(Coordinate annotation entries)
* START *
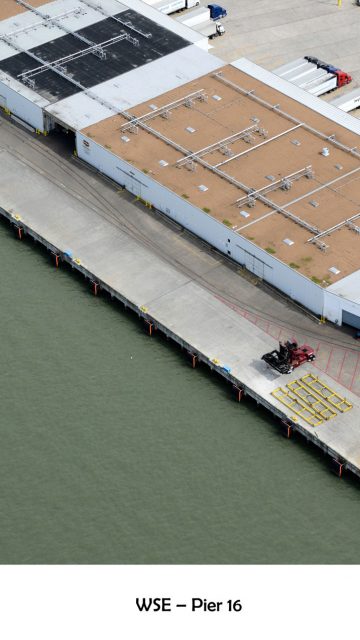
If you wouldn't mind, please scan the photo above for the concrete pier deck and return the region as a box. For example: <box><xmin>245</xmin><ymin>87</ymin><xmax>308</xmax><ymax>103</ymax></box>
<box><xmin>0</xmin><ymin>120</ymin><xmax>360</xmax><ymax>476</ymax></box>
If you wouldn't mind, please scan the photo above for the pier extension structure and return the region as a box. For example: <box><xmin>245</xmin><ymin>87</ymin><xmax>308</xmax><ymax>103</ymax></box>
<box><xmin>0</xmin><ymin>138</ymin><xmax>360</xmax><ymax>476</ymax></box>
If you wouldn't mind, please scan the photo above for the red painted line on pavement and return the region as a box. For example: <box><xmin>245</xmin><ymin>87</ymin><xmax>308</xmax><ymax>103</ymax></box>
<box><xmin>350</xmin><ymin>354</ymin><xmax>360</xmax><ymax>389</ymax></box>
<box><xmin>338</xmin><ymin>351</ymin><xmax>349</xmax><ymax>381</ymax></box>
<box><xmin>324</xmin><ymin>348</ymin><xmax>334</xmax><ymax>373</ymax></box>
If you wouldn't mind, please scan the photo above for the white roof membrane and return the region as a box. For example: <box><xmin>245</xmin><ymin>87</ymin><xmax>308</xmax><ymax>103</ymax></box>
<box><xmin>46</xmin><ymin>45</ymin><xmax>224</xmax><ymax>130</ymax></box>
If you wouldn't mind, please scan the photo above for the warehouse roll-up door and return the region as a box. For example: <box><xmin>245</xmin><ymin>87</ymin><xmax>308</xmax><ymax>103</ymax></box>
<box><xmin>343</xmin><ymin>311</ymin><xmax>360</xmax><ymax>329</ymax></box>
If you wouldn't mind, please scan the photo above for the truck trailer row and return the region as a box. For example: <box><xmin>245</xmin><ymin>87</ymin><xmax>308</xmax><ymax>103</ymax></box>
<box><xmin>274</xmin><ymin>56</ymin><xmax>352</xmax><ymax>96</ymax></box>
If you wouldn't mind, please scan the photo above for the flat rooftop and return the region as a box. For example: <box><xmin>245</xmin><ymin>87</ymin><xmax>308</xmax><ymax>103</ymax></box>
<box><xmin>0</xmin><ymin>5</ymin><xmax>190</xmax><ymax>102</ymax></box>
<box><xmin>82</xmin><ymin>65</ymin><xmax>360</xmax><ymax>287</ymax></box>
<box><xmin>0</xmin><ymin>0</ymin><xmax>53</xmax><ymax>20</ymax></box>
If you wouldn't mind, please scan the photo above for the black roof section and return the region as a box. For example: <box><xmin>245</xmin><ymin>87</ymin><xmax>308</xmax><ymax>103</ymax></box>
<box><xmin>0</xmin><ymin>9</ymin><xmax>190</xmax><ymax>102</ymax></box>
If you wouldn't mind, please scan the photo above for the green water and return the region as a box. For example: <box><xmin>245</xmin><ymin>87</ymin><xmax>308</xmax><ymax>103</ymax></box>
<box><xmin>0</xmin><ymin>225</ymin><xmax>360</xmax><ymax>564</ymax></box>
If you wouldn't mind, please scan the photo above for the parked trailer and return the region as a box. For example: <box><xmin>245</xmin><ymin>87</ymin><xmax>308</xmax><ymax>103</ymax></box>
<box><xmin>176</xmin><ymin>7</ymin><xmax>210</xmax><ymax>29</ymax></box>
<box><xmin>196</xmin><ymin>20</ymin><xmax>225</xmax><ymax>40</ymax></box>
<box><xmin>144</xmin><ymin>0</ymin><xmax>200</xmax><ymax>15</ymax></box>
<box><xmin>282</xmin><ymin>62</ymin><xmax>316</xmax><ymax>82</ymax></box>
<box><xmin>305</xmin><ymin>56</ymin><xmax>352</xmax><ymax>87</ymax></box>
<box><xmin>273</xmin><ymin>56</ymin><xmax>352</xmax><ymax>96</ymax></box>
<box><xmin>306</xmin><ymin>73</ymin><xmax>337</xmax><ymax>96</ymax></box>
<box><xmin>330</xmin><ymin>87</ymin><xmax>360</xmax><ymax>113</ymax></box>
<box><xmin>273</xmin><ymin>58</ymin><xmax>307</xmax><ymax>78</ymax></box>
<box><xmin>294</xmin><ymin>68</ymin><xmax>328</xmax><ymax>89</ymax></box>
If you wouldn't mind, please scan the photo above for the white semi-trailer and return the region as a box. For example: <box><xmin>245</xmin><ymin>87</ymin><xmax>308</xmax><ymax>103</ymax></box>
<box><xmin>291</xmin><ymin>67</ymin><xmax>328</xmax><ymax>90</ymax></box>
<box><xmin>144</xmin><ymin>0</ymin><xmax>200</xmax><ymax>15</ymax></box>
<box><xmin>273</xmin><ymin>58</ymin><xmax>307</xmax><ymax>78</ymax></box>
<box><xmin>330</xmin><ymin>87</ymin><xmax>360</xmax><ymax>113</ymax></box>
<box><xmin>273</xmin><ymin>56</ymin><xmax>352</xmax><ymax>96</ymax></box>
<box><xmin>281</xmin><ymin>62</ymin><xmax>314</xmax><ymax>82</ymax></box>
<box><xmin>306</xmin><ymin>73</ymin><xmax>337</xmax><ymax>96</ymax></box>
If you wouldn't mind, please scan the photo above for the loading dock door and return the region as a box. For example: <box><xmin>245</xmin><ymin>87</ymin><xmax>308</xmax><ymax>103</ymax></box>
<box><xmin>342</xmin><ymin>311</ymin><xmax>360</xmax><ymax>329</ymax></box>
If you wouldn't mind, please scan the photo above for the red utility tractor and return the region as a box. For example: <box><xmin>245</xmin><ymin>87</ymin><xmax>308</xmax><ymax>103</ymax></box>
<box><xmin>261</xmin><ymin>340</ymin><xmax>316</xmax><ymax>373</ymax></box>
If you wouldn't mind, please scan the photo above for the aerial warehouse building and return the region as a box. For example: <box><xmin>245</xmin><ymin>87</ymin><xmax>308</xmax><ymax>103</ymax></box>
<box><xmin>0</xmin><ymin>0</ymin><xmax>360</xmax><ymax>328</ymax></box>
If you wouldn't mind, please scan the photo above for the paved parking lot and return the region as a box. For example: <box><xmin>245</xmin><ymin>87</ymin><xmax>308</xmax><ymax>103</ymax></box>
<box><xmin>203</xmin><ymin>0</ymin><xmax>360</xmax><ymax>117</ymax></box>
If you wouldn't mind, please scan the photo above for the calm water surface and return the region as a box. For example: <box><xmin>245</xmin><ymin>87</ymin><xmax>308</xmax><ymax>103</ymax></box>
<box><xmin>0</xmin><ymin>225</ymin><xmax>360</xmax><ymax>564</ymax></box>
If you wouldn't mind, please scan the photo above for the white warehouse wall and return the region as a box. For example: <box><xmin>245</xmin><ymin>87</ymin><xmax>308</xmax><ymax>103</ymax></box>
<box><xmin>324</xmin><ymin>290</ymin><xmax>360</xmax><ymax>325</ymax></box>
<box><xmin>0</xmin><ymin>74</ymin><xmax>48</xmax><ymax>131</ymax></box>
<box><xmin>76</xmin><ymin>133</ymin><xmax>324</xmax><ymax>316</ymax></box>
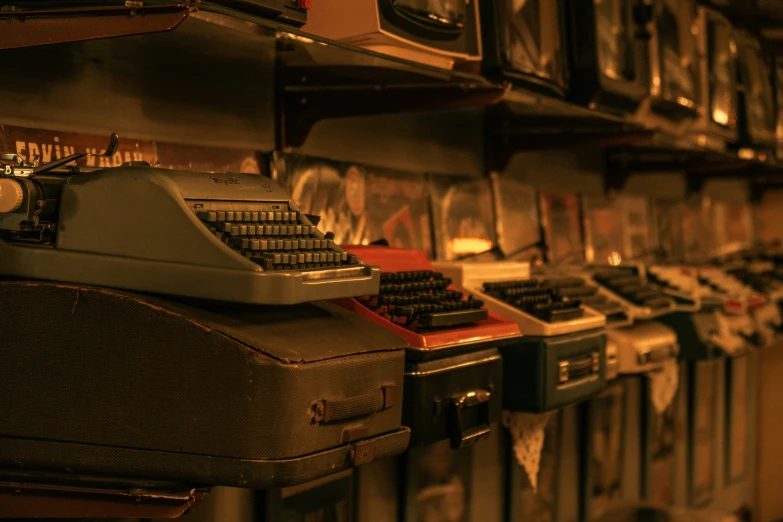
* END *
* **WHAT YOU NEED TO DO**
Turn all of the data above into a numbered list with each line as its own entry. Skip blank lines and leave out the pictures.

* **RESPONSE**
1. If you wouldn't mind, please scan the photo above for the concrete pier deck and return the region as a box. For example: <box><xmin>245</xmin><ymin>87</ymin><xmax>308</xmax><ymax>103</ymax></box>
2. <box><xmin>0</xmin><ymin>120</ymin><xmax>360</xmax><ymax>476</ymax></box>
3. If you wouldn't mind, please scan the photo above for the pier extension structure and return the region as a box. For example: <box><xmin>245</xmin><ymin>87</ymin><xmax>308</xmax><ymax>103</ymax></box>
4. <box><xmin>0</xmin><ymin>138</ymin><xmax>360</xmax><ymax>476</ymax></box>
5. If you wouldn't mind, please scan the photo above for the red painted line on pavement and return the region as a box. For example: <box><xmin>245</xmin><ymin>87</ymin><xmax>308</xmax><ymax>103</ymax></box>
6. <box><xmin>350</xmin><ymin>354</ymin><xmax>360</xmax><ymax>389</ymax></box>
7. <box><xmin>338</xmin><ymin>351</ymin><xmax>349</xmax><ymax>381</ymax></box>
8. <box><xmin>324</xmin><ymin>348</ymin><xmax>334</xmax><ymax>373</ymax></box>
9. If you wouldn't mind, please scan the photo above for the white roof membrane and return the region as a box. For example: <box><xmin>245</xmin><ymin>87</ymin><xmax>308</xmax><ymax>103</ymax></box>
10. <box><xmin>46</xmin><ymin>45</ymin><xmax>224</xmax><ymax>130</ymax></box>
11. If you wouldn't mind, please scan the photo above for the warehouse roll-up door and return the region as a box. For example: <box><xmin>245</xmin><ymin>87</ymin><xmax>308</xmax><ymax>103</ymax></box>
12. <box><xmin>343</xmin><ymin>311</ymin><xmax>360</xmax><ymax>329</ymax></box>
13. If you wouldn't mind, please scan the photo above for the truck trailer row and return the region as a box. For example: <box><xmin>245</xmin><ymin>87</ymin><xmax>308</xmax><ymax>103</ymax></box>
14. <box><xmin>274</xmin><ymin>56</ymin><xmax>352</xmax><ymax>96</ymax></box>
15. If you wouldn't mind, please scan the photo above for the flat rooftop and return the region as a box. For example: <box><xmin>245</xmin><ymin>87</ymin><xmax>308</xmax><ymax>103</ymax></box>
16. <box><xmin>0</xmin><ymin>5</ymin><xmax>190</xmax><ymax>102</ymax></box>
17. <box><xmin>82</xmin><ymin>65</ymin><xmax>360</xmax><ymax>287</ymax></box>
18. <box><xmin>0</xmin><ymin>0</ymin><xmax>53</xmax><ymax>20</ymax></box>
19. If you wouldn't mind, please scan the photo above for the black roof section and return the region as a box. For example: <box><xmin>245</xmin><ymin>87</ymin><xmax>308</xmax><ymax>103</ymax></box>
20. <box><xmin>0</xmin><ymin>9</ymin><xmax>190</xmax><ymax>102</ymax></box>
21. If you wouldn't mind, please scan the photo above for the green water and return the region as a box. For example: <box><xmin>245</xmin><ymin>87</ymin><xmax>308</xmax><ymax>103</ymax></box>
22. <box><xmin>0</xmin><ymin>225</ymin><xmax>360</xmax><ymax>564</ymax></box>
23. If you wouldn't mind, please scan the photo above for the parked trailer and return the region as a box. For example: <box><xmin>245</xmin><ymin>87</ymin><xmax>308</xmax><ymax>103</ymax></box>
24. <box><xmin>176</xmin><ymin>7</ymin><xmax>210</xmax><ymax>29</ymax></box>
25. <box><xmin>196</xmin><ymin>20</ymin><xmax>225</xmax><ymax>40</ymax></box>
26. <box><xmin>144</xmin><ymin>0</ymin><xmax>200</xmax><ymax>15</ymax></box>
27. <box><xmin>282</xmin><ymin>62</ymin><xmax>316</xmax><ymax>82</ymax></box>
28. <box><xmin>305</xmin><ymin>56</ymin><xmax>352</xmax><ymax>87</ymax></box>
29. <box><xmin>273</xmin><ymin>56</ymin><xmax>352</xmax><ymax>96</ymax></box>
30. <box><xmin>306</xmin><ymin>73</ymin><xmax>337</xmax><ymax>96</ymax></box>
31. <box><xmin>330</xmin><ymin>87</ymin><xmax>360</xmax><ymax>113</ymax></box>
32. <box><xmin>273</xmin><ymin>58</ymin><xmax>307</xmax><ymax>78</ymax></box>
33. <box><xmin>294</xmin><ymin>68</ymin><xmax>328</xmax><ymax>89</ymax></box>
34. If you wouldn't mind, please scan the photo above for the white semi-trailer and return the region as a box. For example: <box><xmin>245</xmin><ymin>87</ymin><xmax>308</xmax><ymax>103</ymax></box>
35. <box><xmin>291</xmin><ymin>67</ymin><xmax>328</xmax><ymax>90</ymax></box>
36. <box><xmin>144</xmin><ymin>0</ymin><xmax>200</xmax><ymax>15</ymax></box>
37. <box><xmin>273</xmin><ymin>58</ymin><xmax>307</xmax><ymax>78</ymax></box>
38. <box><xmin>330</xmin><ymin>87</ymin><xmax>360</xmax><ymax>113</ymax></box>
39. <box><xmin>273</xmin><ymin>56</ymin><xmax>352</xmax><ymax>96</ymax></box>
40. <box><xmin>281</xmin><ymin>62</ymin><xmax>314</xmax><ymax>82</ymax></box>
41. <box><xmin>306</xmin><ymin>73</ymin><xmax>337</xmax><ymax>96</ymax></box>
42. If you wouldn't mind, please scan the photo above for the loading dock door and return the region as a box. For example: <box><xmin>245</xmin><ymin>87</ymin><xmax>308</xmax><ymax>103</ymax></box>
43. <box><xmin>342</xmin><ymin>311</ymin><xmax>360</xmax><ymax>329</ymax></box>
44. If you wouldn't mind, please scan the photo above for the red utility tractor and return the region as a box. For example: <box><xmin>245</xmin><ymin>87</ymin><xmax>308</xmax><ymax>103</ymax></box>
45. <box><xmin>261</xmin><ymin>340</ymin><xmax>316</xmax><ymax>373</ymax></box>
46. If you wouldn't mind, please scan the photo above for the aerial warehouse building and return the region as a box. For example: <box><xmin>245</xmin><ymin>87</ymin><xmax>308</xmax><ymax>103</ymax></box>
47. <box><xmin>0</xmin><ymin>0</ymin><xmax>360</xmax><ymax>328</ymax></box>
48. If you wouldn't mind, please scan the photo above for the paved parking lot and return the region as a box. For example: <box><xmin>245</xmin><ymin>87</ymin><xmax>308</xmax><ymax>103</ymax></box>
49. <box><xmin>203</xmin><ymin>0</ymin><xmax>360</xmax><ymax>117</ymax></box>
50. If you wouldn't mind, please scan the photo above for the calm water surface and return the region as a box. For example: <box><xmin>245</xmin><ymin>87</ymin><xmax>308</xmax><ymax>103</ymax></box>
51. <box><xmin>0</xmin><ymin>225</ymin><xmax>360</xmax><ymax>564</ymax></box>
52. If you wouldn't mind, please scan the photo above for the white warehouse wall and return the region as a box. For example: <box><xmin>245</xmin><ymin>87</ymin><xmax>308</xmax><ymax>103</ymax></box>
53. <box><xmin>324</xmin><ymin>290</ymin><xmax>360</xmax><ymax>325</ymax></box>
54. <box><xmin>0</xmin><ymin>74</ymin><xmax>48</xmax><ymax>131</ymax></box>
55. <box><xmin>76</xmin><ymin>133</ymin><xmax>324</xmax><ymax>316</ymax></box>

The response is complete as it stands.